> The data

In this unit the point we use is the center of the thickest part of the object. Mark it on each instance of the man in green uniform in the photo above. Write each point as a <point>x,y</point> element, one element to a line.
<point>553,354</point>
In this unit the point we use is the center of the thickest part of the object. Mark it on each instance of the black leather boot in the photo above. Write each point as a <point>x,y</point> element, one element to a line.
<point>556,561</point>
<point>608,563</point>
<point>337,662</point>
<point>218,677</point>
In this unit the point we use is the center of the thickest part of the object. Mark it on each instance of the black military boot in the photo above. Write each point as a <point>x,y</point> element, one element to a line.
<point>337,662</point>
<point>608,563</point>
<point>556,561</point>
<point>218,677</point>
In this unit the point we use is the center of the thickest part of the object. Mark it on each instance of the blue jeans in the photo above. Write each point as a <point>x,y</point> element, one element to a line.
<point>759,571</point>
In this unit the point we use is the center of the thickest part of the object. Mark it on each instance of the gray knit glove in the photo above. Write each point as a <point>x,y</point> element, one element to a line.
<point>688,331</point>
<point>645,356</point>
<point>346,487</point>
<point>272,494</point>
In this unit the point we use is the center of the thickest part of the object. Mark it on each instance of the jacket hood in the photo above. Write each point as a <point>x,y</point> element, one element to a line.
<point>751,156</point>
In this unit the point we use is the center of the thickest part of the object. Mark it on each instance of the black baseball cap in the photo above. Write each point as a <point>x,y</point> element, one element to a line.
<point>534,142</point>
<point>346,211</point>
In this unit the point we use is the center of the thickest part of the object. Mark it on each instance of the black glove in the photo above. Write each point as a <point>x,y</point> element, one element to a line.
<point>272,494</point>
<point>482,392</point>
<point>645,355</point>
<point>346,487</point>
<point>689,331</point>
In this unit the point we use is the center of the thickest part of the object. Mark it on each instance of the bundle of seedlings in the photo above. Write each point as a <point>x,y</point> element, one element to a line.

> Problem requirements
Update the lines between the one holding "the black glove" and the one holding "<point>689,331</point>", inclusive, swapping "thickest part" for "widest part". Give back only those lines, with everything else left the same.

> Response to this exercise
In this unit the point we use is the center of the widest part of the object. Mark it on each instance of the black glove in the photo above. Write each point as a <point>x,y</point> element, one element to a line.
<point>272,494</point>
<point>482,392</point>
<point>645,355</point>
<point>346,487</point>
<point>689,331</point>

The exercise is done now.